(Collected data entries)
'''

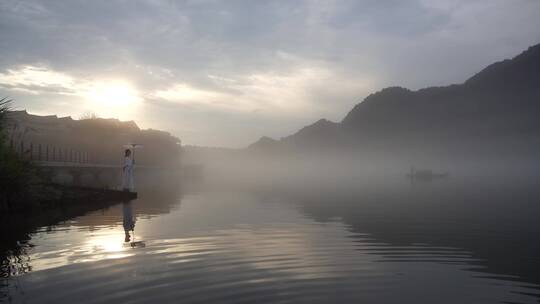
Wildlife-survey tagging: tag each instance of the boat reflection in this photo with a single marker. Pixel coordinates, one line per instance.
(129, 226)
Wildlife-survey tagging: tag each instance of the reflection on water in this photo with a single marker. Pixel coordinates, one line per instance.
(436, 243)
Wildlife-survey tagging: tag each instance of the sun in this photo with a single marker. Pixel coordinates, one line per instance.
(112, 99)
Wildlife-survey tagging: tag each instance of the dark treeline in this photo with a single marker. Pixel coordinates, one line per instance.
(492, 114)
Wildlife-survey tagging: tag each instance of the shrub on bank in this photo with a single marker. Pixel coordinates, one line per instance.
(16, 174)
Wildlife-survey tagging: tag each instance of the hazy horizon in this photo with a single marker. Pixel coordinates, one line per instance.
(226, 73)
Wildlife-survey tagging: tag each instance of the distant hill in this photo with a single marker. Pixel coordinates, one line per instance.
(102, 139)
(498, 108)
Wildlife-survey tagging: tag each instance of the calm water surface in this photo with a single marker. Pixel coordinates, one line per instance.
(433, 243)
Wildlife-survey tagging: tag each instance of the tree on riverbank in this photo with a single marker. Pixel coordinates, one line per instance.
(16, 174)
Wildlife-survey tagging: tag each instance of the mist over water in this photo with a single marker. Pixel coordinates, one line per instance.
(259, 237)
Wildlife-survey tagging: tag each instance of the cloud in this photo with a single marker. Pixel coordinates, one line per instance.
(221, 65)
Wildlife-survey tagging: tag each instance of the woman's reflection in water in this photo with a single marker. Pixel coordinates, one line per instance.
(129, 226)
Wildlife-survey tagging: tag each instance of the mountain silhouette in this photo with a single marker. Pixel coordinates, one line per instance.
(495, 110)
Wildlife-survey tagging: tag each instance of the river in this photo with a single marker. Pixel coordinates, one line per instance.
(433, 242)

'''

Rewrite every line of the entries from the line containing "Wildlife-survey tagging: tag each instance of the calm" through the last line, both included. Leave the requests as they are, but multiply each pixel coordinate in the answers by 1.85 and round to a whole number, rounding halves up.

■ Output of the task
Wildlife-survey tagging: tag each instance of the calm water surface in this photo with a single marker. Pixel coordinates, one line per instance.
(801, 450)
Wildlife-survey tagging: tag each instance of the tree on riverbank in this photo with a single marker. Pixel coordinates, one line per instance.
(30, 322)
Wildlife-survey tagging: tag each instance of the mist over water in this photo with a single marker. Pixel coordinates, one line per instance.
(479, 438)
Wildlife-survey tagging: tag each instance of the cloud in this photo with a single marker. Pixel coordinates, one line per instance.
(409, 120)
Wildlife-survey tagging: tag each instance of the woman's reflection in water in this photo with a single marker. Pixel coordinates, one line per instance.
(239, 418)
Wildlife-survey tagging: tag each instance of the mountain silhouette in this photo with a single marker. Pixel coordinates, one line per instance.
(916, 204)
Wildlife-survey tagging: tag each instance of the river in this photo with a single marker. Pixel coordinates, one line per instance.
(801, 448)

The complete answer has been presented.